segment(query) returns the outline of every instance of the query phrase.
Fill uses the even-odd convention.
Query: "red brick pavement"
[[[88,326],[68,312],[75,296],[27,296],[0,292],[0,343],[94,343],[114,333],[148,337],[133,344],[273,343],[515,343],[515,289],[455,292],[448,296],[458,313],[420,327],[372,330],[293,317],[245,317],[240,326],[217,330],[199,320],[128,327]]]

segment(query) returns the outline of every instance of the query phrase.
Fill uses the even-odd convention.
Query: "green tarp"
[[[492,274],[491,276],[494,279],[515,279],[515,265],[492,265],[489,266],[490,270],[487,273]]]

WORK TO DO
Rewrite the rows above with every "convention" replaced by "rule" and nothing else changed.

SOLUTION
segment(query) returns the outline of every instance of the query phrase.
Fill uses the even-odd rule.
Query: "red brick pavement"
[[[88,326],[68,312],[75,296],[27,296],[0,292],[0,343],[94,343],[114,333],[148,337],[133,344],[273,343],[515,343],[515,289],[455,292],[448,296],[458,313],[420,327],[372,330],[293,317],[245,317],[240,326],[217,330],[199,320],[128,327]]]

segment(query) returns the outline of every instance of the query phrase.
Fill uses the even-odd rule.
Query: "green tarp"
[[[492,274],[491,276],[494,279],[515,279],[515,265],[492,265],[489,266],[490,270],[487,273]]]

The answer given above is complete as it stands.